Data records:
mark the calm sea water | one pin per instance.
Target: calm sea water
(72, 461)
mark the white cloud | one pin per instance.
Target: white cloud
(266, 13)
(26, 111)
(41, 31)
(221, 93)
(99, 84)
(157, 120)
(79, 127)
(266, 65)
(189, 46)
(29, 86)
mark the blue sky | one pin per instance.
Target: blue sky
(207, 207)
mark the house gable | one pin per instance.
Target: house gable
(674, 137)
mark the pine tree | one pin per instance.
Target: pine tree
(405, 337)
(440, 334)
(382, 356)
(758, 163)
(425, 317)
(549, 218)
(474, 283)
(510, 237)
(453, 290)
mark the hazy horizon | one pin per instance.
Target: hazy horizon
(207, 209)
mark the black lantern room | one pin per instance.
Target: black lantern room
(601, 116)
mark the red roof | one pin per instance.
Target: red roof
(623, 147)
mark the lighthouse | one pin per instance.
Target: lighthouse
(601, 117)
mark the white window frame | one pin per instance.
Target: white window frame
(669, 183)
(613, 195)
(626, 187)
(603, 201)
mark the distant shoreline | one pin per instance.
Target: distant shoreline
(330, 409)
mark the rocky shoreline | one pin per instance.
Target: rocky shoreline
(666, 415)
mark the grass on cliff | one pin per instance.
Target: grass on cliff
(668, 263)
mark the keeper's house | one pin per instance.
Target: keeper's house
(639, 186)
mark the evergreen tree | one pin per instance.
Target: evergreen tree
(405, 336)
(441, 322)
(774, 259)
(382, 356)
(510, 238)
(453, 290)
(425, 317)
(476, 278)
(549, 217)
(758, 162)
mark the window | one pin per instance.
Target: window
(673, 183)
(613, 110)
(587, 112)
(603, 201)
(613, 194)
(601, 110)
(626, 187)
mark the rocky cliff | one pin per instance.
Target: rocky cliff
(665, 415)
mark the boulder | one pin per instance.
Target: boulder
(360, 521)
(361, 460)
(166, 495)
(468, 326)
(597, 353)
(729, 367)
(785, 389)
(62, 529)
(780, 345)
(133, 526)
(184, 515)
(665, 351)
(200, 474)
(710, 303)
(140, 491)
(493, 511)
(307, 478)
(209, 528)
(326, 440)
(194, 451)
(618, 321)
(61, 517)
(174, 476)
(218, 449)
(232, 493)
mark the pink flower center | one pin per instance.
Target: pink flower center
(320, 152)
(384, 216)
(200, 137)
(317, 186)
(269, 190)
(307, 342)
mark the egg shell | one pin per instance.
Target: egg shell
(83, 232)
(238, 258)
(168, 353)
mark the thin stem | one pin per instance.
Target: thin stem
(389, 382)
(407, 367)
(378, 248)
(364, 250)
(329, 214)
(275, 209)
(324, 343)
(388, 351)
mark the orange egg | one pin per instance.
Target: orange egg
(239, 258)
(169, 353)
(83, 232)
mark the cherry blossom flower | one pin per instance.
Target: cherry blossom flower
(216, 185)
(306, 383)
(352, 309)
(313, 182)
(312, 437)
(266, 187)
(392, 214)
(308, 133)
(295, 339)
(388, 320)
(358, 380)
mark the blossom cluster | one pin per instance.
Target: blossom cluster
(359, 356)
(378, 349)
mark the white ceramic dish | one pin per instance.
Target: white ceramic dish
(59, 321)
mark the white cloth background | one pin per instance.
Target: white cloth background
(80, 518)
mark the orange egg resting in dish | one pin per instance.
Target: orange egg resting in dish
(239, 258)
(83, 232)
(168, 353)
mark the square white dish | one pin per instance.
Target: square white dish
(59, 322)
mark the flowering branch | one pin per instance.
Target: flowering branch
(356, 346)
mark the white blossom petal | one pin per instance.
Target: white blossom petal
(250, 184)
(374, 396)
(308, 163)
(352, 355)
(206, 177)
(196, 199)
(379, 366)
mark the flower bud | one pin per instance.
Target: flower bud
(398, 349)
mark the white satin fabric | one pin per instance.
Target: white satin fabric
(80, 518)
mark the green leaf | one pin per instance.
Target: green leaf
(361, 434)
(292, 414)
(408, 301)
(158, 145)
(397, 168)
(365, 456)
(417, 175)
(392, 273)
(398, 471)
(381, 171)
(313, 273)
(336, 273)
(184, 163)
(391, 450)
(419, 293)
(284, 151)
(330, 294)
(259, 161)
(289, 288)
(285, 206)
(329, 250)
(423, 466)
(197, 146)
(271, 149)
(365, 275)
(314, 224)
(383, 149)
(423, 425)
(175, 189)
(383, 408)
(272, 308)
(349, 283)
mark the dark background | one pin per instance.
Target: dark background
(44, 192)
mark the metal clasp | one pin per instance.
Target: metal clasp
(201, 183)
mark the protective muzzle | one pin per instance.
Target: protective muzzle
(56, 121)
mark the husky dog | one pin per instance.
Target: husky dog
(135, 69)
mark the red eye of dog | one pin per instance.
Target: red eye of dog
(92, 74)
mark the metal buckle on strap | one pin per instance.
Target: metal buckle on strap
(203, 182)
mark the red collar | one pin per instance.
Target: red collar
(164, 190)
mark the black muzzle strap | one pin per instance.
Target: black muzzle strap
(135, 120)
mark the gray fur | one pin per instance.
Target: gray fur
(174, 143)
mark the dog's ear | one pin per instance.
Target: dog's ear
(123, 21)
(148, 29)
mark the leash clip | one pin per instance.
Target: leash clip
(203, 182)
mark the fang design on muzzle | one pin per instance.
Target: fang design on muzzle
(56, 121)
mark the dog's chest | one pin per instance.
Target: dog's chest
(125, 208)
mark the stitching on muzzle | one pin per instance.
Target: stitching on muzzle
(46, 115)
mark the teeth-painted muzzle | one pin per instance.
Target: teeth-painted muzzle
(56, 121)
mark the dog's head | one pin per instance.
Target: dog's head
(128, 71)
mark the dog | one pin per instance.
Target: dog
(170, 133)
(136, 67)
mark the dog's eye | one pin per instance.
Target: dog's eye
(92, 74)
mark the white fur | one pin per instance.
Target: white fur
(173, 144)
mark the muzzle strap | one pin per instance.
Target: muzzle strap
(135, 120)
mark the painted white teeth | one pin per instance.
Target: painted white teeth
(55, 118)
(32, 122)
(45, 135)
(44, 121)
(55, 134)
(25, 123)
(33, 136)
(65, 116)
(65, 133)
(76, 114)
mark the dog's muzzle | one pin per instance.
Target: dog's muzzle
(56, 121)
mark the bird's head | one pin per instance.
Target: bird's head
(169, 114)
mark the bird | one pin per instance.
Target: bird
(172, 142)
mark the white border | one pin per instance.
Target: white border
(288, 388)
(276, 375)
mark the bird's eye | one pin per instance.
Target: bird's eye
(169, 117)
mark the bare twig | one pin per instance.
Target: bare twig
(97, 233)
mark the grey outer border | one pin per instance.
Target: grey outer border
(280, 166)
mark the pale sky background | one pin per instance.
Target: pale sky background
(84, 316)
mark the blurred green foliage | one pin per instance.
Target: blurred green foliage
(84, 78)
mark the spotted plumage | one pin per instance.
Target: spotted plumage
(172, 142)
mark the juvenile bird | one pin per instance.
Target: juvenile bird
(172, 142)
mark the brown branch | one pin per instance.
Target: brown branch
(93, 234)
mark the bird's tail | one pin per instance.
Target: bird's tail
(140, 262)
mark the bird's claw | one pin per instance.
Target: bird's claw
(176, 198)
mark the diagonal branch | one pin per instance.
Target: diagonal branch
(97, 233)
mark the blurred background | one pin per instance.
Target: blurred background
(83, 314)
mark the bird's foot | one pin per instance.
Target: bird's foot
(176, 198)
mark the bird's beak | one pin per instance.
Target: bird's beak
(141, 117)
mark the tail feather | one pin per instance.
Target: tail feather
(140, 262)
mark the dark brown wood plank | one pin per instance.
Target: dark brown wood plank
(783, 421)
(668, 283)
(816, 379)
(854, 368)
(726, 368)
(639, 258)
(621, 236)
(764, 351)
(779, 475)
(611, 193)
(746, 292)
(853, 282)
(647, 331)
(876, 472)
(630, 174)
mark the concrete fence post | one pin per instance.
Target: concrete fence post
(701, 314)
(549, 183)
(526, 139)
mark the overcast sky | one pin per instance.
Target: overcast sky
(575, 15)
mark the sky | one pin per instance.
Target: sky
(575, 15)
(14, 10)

Your task: Retype only the lines above between the line with "mark the metal buckle" and the line with "mark the dog | one pin per instance.", counting those two lines as well, and keep every character as it is.

Completed exercise:
mark the metal buckle on strap | one pin per instance.
Target: metal buckle on strap
(203, 182)
mark the red collar | one pin per instance.
Target: red collar
(164, 190)
mark the black muzzle strap | one pin per instance.
Target: black muzzle strap
(135, 120)
mark the gray fur | one pin per instance.
Target: gray fur
(174, 143)
mark the dog's ear | one pin per instance.
Target: dog's ear
(123, 21)
(148, 29)
mark the leash clip | one pin per instance.
Target: leash clip
(203, 182)
mark the fang design on muzzle | one pin per instance.
Target: fang design on muzzle
(56, 121)
mark the dog's chest | one pin per instance.
Target: dog's chest
(125, 208)
mark the stitching on muzzle | one pin per instance.
Target: stitching on muzzle
(46, 115)
mark the teeth-painted muzzle | one pin per instance.
Target: teeth-painted muzzle
(56, 121)
mark the dog's head | one pin per instance.
Target: dog's head
(128, 71)
mark the dog | one pin per instance.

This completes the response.